Rewrite every line of the records below, requests included, scaling each coordinate in the answers by 1.55 and rounding to the nearest whole number, with halves rounded up. Leave the numbers in the requests and their format samples unchanged.

─── LISTED RECORDS

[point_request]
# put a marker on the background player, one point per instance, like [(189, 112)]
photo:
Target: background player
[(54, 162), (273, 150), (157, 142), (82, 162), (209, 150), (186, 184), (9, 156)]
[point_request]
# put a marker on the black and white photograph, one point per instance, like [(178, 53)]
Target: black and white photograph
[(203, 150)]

──────

▶ **THE ANSWER**:
[point_request]
# put a marker on the background player, one point per instance, like [(189, 112)]
photo:
Target: background player
[(84, 251), (423, 233), (243, 220), (127, 251), (324, 233), (288, 285), (14, 242)]
[point_request]
# put a marker on the black and white photograph, one point per instance, like [(178, 53)]
Target: black and white photograph
[(315, 233)]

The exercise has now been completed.